[DIRECTIVE]: Return, word for word, the entries below from the line containing "Reviewer note: check that every instance of the rocky" through the last line of the entries, including both.

[RAW RECORDS]:
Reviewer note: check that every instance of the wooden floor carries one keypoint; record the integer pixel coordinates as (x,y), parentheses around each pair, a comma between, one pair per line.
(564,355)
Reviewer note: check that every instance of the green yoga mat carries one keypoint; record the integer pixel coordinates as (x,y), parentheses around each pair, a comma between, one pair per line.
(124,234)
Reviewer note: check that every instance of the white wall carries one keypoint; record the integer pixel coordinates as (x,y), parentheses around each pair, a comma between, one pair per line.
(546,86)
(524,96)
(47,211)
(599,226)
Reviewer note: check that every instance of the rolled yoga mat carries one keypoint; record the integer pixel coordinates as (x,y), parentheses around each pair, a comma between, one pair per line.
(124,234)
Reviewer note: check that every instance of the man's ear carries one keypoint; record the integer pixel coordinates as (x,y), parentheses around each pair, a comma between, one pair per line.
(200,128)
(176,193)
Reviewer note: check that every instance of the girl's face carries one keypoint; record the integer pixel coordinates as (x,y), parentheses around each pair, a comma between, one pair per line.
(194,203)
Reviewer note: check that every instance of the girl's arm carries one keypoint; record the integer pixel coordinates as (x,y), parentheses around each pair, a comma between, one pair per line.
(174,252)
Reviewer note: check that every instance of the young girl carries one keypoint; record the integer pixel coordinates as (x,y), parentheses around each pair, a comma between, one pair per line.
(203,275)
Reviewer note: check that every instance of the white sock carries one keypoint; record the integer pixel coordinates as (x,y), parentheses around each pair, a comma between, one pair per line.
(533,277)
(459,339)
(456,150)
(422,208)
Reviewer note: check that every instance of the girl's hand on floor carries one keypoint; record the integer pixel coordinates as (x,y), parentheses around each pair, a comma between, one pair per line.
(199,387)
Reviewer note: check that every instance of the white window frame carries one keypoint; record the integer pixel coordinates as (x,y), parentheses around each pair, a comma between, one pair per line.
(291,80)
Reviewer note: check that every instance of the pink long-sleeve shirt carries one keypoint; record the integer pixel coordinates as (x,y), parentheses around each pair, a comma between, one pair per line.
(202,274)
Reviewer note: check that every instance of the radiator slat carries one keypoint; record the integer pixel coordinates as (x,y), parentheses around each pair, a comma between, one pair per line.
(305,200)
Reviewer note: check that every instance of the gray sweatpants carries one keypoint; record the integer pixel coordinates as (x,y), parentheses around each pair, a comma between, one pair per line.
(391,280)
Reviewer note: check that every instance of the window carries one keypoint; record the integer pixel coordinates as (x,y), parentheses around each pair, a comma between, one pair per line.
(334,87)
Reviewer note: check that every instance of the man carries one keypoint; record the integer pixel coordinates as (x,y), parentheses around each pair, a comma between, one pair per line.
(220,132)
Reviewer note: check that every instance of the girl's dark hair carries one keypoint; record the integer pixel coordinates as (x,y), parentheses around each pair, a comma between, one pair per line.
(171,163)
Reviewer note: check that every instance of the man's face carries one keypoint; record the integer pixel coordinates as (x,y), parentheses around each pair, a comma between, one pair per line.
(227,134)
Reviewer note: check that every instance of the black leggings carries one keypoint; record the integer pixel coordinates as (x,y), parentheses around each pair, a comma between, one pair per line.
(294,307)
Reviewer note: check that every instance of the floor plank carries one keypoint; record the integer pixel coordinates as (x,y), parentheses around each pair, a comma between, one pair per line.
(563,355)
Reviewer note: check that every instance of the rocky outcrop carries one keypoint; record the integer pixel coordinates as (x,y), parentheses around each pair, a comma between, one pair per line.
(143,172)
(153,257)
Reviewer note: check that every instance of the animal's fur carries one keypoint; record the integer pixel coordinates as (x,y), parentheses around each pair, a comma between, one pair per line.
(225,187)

[FULL RESPONSE]:
Reviewer note: check that every instance of the rocky outcrop carries one keypoint; record the integer pixel coordinates as (x,y), parentheses around each pair, a comma between, one pair per line.
(143,172)
(153,257)
Reviewer note: check that every instance of the animal's fur carries one keypoint; record the integer pixel coordinates as (x,y), parentheses around each pair, a comma between, one pair per line.
(225,187)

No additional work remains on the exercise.